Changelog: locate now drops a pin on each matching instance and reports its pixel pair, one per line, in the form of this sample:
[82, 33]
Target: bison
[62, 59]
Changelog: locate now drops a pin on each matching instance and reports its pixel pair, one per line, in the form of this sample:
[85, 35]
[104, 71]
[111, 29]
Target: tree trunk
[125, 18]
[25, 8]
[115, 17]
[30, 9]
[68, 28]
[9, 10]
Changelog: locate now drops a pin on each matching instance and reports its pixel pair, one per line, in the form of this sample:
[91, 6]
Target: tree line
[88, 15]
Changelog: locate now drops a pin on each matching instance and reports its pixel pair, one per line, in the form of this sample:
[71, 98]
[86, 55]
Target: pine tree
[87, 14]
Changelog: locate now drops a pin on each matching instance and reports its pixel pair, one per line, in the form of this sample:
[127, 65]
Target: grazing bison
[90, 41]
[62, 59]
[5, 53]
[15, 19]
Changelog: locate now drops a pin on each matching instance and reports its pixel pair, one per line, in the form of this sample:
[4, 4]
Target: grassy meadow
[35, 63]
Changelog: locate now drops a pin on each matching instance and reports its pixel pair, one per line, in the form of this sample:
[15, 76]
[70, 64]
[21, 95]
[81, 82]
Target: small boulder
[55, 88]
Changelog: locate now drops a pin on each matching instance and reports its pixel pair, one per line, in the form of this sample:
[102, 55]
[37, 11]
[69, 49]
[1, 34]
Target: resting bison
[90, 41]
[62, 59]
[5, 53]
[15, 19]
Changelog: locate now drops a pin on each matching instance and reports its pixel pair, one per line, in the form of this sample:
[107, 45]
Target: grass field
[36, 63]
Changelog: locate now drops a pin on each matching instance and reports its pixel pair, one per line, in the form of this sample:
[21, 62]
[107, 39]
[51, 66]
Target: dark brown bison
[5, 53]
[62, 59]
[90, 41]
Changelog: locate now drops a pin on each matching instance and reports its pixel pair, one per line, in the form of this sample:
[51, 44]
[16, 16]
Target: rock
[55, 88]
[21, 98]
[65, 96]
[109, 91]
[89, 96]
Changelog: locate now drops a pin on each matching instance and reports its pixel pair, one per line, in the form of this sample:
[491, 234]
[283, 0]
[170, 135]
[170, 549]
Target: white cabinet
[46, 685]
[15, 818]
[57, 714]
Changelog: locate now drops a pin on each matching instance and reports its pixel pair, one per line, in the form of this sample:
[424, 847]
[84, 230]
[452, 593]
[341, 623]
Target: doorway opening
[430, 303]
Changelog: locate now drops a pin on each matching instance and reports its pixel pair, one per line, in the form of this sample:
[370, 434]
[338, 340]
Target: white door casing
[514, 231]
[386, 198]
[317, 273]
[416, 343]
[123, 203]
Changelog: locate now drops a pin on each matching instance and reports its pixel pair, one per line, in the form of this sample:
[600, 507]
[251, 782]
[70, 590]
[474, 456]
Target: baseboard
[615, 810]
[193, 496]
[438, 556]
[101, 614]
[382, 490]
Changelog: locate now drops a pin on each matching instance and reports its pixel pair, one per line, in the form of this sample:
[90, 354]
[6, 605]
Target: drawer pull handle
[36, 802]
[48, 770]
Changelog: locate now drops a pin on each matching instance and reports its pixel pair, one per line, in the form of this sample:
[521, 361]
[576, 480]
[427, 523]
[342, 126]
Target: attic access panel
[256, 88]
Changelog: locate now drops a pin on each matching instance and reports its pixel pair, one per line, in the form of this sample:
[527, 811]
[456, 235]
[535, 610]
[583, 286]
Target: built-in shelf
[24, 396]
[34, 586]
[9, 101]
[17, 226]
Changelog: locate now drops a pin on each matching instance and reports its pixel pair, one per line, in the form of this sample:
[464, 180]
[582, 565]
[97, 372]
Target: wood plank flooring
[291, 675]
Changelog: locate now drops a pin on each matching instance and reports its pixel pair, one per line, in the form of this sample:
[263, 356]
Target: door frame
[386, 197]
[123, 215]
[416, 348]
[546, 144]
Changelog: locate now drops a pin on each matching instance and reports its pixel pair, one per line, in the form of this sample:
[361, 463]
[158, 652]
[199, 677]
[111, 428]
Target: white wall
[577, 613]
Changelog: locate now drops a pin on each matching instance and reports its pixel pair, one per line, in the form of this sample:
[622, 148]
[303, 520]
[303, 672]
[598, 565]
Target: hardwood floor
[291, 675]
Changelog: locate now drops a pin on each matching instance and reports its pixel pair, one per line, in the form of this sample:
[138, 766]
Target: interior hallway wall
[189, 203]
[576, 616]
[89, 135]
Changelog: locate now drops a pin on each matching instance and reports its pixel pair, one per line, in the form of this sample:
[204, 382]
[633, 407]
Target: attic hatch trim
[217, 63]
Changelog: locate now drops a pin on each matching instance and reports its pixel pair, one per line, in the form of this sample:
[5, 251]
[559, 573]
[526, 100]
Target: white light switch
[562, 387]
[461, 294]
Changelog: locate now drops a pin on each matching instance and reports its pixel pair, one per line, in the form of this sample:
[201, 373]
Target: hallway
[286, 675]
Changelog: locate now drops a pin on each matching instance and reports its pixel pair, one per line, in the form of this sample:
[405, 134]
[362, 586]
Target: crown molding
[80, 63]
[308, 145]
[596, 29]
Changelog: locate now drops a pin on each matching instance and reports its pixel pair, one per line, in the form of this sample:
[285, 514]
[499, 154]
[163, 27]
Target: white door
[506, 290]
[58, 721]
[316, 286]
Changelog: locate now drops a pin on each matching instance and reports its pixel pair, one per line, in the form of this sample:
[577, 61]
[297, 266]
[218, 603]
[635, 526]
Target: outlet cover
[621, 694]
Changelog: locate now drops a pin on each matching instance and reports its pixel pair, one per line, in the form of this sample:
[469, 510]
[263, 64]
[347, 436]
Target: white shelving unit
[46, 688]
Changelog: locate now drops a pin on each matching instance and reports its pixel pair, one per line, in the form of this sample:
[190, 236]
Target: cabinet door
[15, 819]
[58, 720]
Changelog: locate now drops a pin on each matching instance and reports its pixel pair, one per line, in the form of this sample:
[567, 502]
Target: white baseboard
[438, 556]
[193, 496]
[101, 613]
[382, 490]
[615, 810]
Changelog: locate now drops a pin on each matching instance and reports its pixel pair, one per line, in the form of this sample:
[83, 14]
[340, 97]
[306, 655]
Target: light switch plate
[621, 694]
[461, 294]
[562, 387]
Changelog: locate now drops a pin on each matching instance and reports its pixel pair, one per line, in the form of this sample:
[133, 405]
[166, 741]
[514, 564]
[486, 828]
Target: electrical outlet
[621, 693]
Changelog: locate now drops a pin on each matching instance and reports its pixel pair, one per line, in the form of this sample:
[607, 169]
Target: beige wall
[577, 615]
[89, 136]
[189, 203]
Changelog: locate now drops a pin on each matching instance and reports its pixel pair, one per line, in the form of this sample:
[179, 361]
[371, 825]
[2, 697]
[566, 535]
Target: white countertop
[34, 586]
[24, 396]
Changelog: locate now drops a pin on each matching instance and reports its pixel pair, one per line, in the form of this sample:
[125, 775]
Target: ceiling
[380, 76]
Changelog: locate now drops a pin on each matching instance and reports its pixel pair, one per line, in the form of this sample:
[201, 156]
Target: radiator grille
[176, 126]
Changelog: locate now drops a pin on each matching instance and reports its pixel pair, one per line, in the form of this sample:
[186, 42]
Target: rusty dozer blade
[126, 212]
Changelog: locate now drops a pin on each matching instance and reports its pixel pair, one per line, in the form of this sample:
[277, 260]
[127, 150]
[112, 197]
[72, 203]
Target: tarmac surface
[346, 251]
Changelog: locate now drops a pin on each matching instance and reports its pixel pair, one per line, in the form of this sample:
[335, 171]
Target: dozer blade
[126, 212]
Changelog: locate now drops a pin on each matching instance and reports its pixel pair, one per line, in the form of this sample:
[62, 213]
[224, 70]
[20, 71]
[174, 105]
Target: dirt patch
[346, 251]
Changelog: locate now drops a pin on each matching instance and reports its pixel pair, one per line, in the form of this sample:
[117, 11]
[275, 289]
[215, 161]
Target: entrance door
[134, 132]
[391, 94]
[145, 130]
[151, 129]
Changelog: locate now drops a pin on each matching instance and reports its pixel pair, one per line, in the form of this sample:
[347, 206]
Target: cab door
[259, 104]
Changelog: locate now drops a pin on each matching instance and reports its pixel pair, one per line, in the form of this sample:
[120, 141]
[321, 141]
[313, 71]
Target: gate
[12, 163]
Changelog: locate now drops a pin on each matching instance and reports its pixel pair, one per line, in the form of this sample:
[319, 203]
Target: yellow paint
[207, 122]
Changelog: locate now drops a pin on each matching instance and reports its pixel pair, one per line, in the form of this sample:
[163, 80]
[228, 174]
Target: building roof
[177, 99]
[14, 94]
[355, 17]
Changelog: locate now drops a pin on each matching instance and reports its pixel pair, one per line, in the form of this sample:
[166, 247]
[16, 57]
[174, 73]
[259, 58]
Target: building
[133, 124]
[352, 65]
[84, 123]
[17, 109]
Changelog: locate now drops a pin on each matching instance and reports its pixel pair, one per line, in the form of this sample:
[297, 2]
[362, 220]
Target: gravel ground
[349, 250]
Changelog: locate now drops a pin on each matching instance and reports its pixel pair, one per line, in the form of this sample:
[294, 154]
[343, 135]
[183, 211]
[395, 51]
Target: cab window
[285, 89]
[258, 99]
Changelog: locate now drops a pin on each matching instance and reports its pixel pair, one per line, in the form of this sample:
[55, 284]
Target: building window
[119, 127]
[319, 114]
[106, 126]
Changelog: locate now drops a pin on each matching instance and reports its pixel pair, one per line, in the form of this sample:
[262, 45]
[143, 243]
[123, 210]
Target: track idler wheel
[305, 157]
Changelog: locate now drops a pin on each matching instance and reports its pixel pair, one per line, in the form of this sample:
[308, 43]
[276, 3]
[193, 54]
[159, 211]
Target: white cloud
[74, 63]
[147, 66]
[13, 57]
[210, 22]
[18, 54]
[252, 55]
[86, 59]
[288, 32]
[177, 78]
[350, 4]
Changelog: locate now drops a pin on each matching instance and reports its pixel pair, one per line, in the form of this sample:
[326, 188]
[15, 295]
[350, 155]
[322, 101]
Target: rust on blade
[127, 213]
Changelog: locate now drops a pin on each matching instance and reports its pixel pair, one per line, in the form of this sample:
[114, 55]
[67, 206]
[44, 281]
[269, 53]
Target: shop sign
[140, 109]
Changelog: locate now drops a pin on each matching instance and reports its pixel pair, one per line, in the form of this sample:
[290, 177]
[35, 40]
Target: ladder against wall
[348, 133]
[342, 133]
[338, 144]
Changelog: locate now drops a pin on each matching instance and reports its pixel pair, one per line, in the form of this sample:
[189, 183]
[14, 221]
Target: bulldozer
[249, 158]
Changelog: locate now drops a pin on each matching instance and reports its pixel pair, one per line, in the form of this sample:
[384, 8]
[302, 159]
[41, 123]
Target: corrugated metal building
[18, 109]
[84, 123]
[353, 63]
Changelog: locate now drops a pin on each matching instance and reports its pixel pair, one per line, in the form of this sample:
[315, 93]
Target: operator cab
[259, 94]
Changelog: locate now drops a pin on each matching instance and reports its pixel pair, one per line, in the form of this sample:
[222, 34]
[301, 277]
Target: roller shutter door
════════════════
### Task to complete
Set down exactly the line with "Target: gravel ground" and each line after it up to the end of the records, adding nothing.

### Solved problem
Target: gravel ground
[349, 250]
Changelog: locate now drops a pin on each matching instance and reports its pixel pair, one per line, in the form of this sample:
[294, 154]
[343, 135]
[183, 211]
[395, 51]
Target: cab window
[285, 89]
[258, 99]
Changelog: locate now drops a pin on each matching instance and reports its pixel pair, one per line, in the form of this sample:
[55, 284]
Target: building window
[119, 127]
[319, 114]
[106, 126]
Changelog: locate now drops a pin on each matching instance and reports its pixel pair, one per line, in the form of this sample:
[262, 45]
[143, 243]
[123, 210]
Target: track idler wheel
[305, 157]
Changelog: locate now drops a pin on each matching instance and reports its pixel pair, one per line, in the form of this sample:
[308, 43]
[276, 3]
[193, 54]
[159, 211]
Target: white cloud
[74, 63]
[147, 66]
[13, 57]
[210, 22]
[18, 54]
[252, 55]
[86, 59]
[288, 32]
[177, 78]
[350, 4]
Changelog: locate now drops a pin on each matching instance and reports its pixel pair, one per line, in the form of this sample:
[326, 188]
[15, 295]
[350, 155]
[322, 101]
Target: rust on blade
[127, 213]
Changelog: locate now drops a pin on each matching instance and reports its pixel pair, one per line, in the form of this sample:
[114, 55]
[67, 206]
[44, 281]
[269, 53]
Target: shop sign
[140, 109]
Changelog: locate now drops a pin on each matching instance and reports its pixel pair, one per line, in the form of this sample:
[290, 177]
[35, 40]
Target: ladder against wall
[348, 133]
[342, 133]
[338, 144]
Changelog: locate now drops a pin on each matching instance and reports its pixel pair, one per line, in the form of this sample:
[189, 183]
[14, 221]
Target: bulldozer
[249, 158]
Changelog: locate now drops a pin on each matching instance and reports its pixel pair, one per line, in the form of this sample:
[384, 8]
[302, 159]
[41, 123]
Target: corrugated metal building
[18, 109]
[84, 123]
[353, 63]
Changelog: locate now drops a pin on each matching instance and reports its pixel pair, one per line, in the form of this sample:
[315, 93]
Target: operator cab
[259, 94]
Changelog: locate now drops a pin on each matching instance and reports its pixel pair, one per line, in the form of this sample:
[222, 34]
[301, 277]
Target: roller shutter door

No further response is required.